══ Exercise material ══

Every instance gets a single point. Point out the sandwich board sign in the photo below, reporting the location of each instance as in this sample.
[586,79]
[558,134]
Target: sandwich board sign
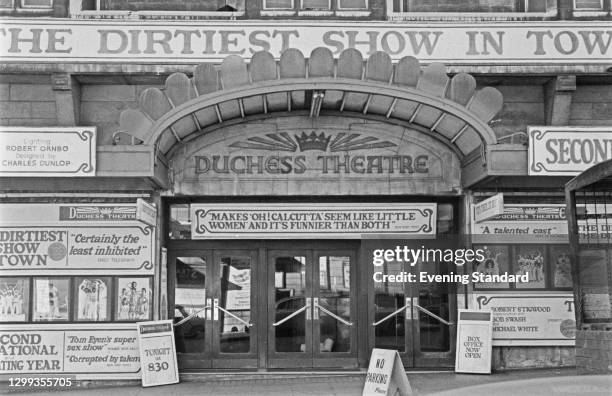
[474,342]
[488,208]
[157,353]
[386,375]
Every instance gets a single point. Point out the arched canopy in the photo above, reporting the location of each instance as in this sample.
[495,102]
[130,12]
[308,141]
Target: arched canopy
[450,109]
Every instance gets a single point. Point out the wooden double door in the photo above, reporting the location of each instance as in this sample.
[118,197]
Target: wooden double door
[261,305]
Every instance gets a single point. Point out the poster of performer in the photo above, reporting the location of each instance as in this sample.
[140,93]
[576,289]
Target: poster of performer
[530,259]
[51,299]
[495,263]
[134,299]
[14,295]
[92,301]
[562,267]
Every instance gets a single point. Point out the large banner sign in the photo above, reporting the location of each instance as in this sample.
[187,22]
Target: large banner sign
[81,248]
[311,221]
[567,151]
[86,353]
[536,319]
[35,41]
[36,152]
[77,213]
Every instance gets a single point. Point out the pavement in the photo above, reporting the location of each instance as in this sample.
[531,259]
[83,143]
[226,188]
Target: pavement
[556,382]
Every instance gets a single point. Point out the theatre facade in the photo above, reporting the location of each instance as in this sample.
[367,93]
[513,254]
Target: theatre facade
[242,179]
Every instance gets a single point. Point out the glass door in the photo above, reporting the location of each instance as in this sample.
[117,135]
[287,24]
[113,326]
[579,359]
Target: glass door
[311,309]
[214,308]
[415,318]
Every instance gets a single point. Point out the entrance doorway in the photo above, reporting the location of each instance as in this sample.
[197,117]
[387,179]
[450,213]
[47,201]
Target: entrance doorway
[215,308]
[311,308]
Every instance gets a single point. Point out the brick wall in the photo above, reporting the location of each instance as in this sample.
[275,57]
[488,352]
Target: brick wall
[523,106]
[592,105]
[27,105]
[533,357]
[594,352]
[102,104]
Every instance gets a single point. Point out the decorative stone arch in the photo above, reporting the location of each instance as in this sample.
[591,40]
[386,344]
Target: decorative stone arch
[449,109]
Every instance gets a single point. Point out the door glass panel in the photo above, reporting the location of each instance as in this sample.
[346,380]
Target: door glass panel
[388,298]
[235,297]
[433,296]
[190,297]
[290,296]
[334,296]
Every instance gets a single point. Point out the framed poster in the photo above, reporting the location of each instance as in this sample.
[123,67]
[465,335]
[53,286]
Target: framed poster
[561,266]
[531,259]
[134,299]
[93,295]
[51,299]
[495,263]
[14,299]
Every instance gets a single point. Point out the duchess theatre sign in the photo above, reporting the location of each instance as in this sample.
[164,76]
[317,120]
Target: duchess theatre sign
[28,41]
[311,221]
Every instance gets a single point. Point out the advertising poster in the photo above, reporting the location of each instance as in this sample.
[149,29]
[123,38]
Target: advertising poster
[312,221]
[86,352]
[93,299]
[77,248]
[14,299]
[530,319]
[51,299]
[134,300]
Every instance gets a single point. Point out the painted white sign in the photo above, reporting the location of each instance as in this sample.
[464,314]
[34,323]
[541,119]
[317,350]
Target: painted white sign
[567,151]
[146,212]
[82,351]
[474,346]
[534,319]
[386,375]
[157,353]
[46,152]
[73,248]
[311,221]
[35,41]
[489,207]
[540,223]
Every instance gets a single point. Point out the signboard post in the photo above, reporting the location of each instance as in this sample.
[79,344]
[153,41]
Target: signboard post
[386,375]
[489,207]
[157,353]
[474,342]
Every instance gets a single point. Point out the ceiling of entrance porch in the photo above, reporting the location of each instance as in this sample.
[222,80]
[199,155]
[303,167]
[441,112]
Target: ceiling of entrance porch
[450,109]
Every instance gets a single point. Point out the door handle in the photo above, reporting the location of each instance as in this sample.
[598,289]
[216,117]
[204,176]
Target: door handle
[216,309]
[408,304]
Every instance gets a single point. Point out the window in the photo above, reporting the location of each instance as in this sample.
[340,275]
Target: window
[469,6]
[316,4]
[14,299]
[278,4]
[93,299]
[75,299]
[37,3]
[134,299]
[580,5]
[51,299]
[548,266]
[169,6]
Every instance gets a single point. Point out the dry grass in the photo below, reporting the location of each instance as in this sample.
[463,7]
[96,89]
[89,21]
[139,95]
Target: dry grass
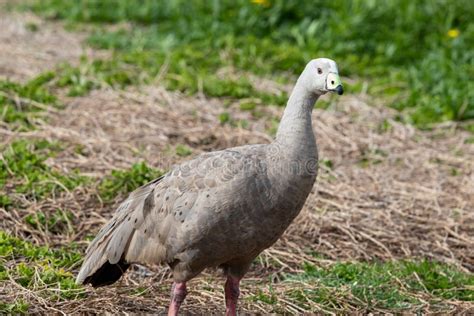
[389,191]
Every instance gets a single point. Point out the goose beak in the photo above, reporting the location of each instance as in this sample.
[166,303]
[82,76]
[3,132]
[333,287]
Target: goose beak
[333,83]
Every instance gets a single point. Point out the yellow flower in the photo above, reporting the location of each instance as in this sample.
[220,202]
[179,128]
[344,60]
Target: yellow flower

═══

Exercise description:
Extract, word for word, every line from the one holding "Every instance gets a single point. Point out the signboard" through the closing line of the data above. Do not include any pictures.

Output of the task:
Every instance gets a single point. Point out the signboard post in the photo above, reporting the location of each instance as in this sample.
[79,344]
[153,41]
Target: signboard post
[386,375]
[489,207]
[157,353]
[474,342]
Every instance gets a single point. Point out the ceiling of entrance porch in the photo above, reporting the location of each instance as in this sample.
[222,80]
[199,155]
[303,167]
[441,112]
Target: ceiling of entrance porch
[450,109]
Every instance gets a single point. Point out the door handle in the photo above, reporting the location of each instance as in this sample.
[598,289]
[216,117]
[204,176]
Target: door handle
[216,309]
[408,304]
Every instance gets a single point. Point out the window in the photo above, reporting the location of each instance as in this sample.
[340,275]
Target: window
[469,6]
[316,4]
[14,299]
[278,4]
[93,299]
[75,299]
[37,3]
[134,299]
[580,5]
[51,299]
[548,266]
[169,6]
Every instance gets a single point. Point out the dry grass in the photo below, reporting the location of each instance as in this sample.
[463,7]
[96,89]
[89,21]
[139,95]
Target: dry grass
[389,191]
Every instance gets a single point. Point out the goose beak in the photo above, reporting the location of each instance as in this sample.
[166,303]
[82,76]
[3,132]
[333,287]
Target: goose beak
[333,83]
Every instance gets a single point. Point out the yellow flower in the photo above, reporting the location of each instance as in this sample.
[220,202]
[179,128]
[344,60]
Target: yellow flower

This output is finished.